Items listed in a dataset

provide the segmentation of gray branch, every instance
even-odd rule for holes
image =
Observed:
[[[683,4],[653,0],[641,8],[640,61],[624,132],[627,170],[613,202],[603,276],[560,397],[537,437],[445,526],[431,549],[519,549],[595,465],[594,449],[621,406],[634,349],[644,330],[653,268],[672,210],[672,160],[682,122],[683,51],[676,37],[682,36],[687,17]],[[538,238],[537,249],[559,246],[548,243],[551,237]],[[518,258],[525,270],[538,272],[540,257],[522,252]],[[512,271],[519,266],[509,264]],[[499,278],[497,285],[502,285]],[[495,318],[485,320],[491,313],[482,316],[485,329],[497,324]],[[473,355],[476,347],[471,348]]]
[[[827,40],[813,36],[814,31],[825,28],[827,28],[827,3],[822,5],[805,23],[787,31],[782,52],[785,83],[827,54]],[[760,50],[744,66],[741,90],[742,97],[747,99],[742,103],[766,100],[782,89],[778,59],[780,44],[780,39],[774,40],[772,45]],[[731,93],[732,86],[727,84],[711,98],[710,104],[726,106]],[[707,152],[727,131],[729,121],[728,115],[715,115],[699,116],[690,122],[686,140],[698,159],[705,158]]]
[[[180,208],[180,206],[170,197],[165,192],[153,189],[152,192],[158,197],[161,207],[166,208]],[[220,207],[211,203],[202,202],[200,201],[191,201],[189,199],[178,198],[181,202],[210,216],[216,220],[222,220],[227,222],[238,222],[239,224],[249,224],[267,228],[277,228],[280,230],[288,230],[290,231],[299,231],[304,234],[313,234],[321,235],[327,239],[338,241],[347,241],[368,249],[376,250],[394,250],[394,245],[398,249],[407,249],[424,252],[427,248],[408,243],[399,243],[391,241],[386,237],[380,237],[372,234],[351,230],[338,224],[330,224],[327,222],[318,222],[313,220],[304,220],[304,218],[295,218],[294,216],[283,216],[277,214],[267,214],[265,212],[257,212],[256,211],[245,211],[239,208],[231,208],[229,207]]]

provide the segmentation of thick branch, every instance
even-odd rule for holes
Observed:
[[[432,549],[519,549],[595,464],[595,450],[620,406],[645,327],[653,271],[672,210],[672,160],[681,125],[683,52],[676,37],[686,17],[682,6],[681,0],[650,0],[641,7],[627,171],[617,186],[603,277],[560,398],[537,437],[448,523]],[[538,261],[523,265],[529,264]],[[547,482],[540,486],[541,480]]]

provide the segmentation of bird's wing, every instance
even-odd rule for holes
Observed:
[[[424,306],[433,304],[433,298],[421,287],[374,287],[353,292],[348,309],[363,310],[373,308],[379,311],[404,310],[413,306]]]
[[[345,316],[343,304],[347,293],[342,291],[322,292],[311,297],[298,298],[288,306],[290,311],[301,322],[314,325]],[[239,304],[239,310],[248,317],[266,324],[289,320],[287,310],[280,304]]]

▸ PROMPT
Copy out the lines of the data word for word, starting with the line that contains "provide the segmentation of bird's" and going on through the last line of the data.

▸ WRITTEN ANSWER
provide the segmentation of bird's wing, every instance
even-odd rule for holes
Observed:
[[[424,306],[433,304],[433,298],[421,287],[374,287],[353,292],[348,309],[363,310],[373,308],[379,311],[404,310],[413,306]]]
[[[345,316],[343,304],[347,293],[342,291],[322,292],[311,297],[298,298],[288,306],[290,311],[301,322],[314,325]],[[239,304],[239,310],[248,317],[266,324],[289,320],[287,310],[280,304]]]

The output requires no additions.